======== Source passage ========

Evidentiary Challenge

          In his second point of error, appellant complains of the trial court’s admission of Officer Lyons’s testimony that Stewart had provided the officer with appellant’s name. Appellant contends that such testimony was hearsay and violated his right to confrontation as provided in the Texas Constitution. See Tex. Const. art. I, § 10.

          Appellant did not preserve error as to his confrontation complaint. At trial, appellant objected to the complained-of testimony only on the ground that it was hearsay. Although admission of hearsay evidence against a criminal defendant implicates the right of confrontation, hearsay objections and objections to violations of the constitutional right to confront witnesses are neither synonymous nor necessarily coextensive. Holland v. State, 802 S.W.2d 696, 700 (Tex. Crim. App. 1991). In Paredes v. State, the Court of Criminal Appeals held that an objection made solely on the basis of hearsay did not preserve error on federal confrontation clause grounds. 129 S.W.3d 530, 535 (Tex. Crim. App. 2004). Because he did not object to Officer Lyons’s testimony on the basis of his right to confront witnesses under the Texas Constitution, we hold that appellant waived review of this claim on appeal. Id.; see Tex. R. App. P. 33.1.

======== Records ========

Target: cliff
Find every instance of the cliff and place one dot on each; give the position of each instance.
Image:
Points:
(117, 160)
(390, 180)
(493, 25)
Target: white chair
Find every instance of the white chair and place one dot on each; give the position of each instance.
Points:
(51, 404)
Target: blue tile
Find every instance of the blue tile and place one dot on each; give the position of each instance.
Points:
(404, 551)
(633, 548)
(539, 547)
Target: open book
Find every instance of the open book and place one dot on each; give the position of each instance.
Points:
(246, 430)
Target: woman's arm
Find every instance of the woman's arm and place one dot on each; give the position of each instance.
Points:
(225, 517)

========
======== Records ========

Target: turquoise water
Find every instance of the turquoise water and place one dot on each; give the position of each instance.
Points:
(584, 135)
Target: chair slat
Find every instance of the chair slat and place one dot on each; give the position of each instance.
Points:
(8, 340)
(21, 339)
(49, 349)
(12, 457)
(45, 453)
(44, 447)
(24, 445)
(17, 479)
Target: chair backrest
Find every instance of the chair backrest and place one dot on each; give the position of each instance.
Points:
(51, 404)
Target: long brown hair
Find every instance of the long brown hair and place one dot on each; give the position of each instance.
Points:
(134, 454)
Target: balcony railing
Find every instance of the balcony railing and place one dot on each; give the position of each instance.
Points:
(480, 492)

========

▸ Task statement: List every legal authority (constitutional provision, court case, or rule) that the evidentiary challenge passage cites.

▸ Written reply:
- Tex. Const. art. I, § 10
- Holland v. State, 802 S.W.2d 696, 700 (Tex. Crim. App. 1991)
- Paredes v. State, 129 S.W.3d 530, 535 (Tex. Crim. App. 2004)
- Tex. R. App. P. 33.1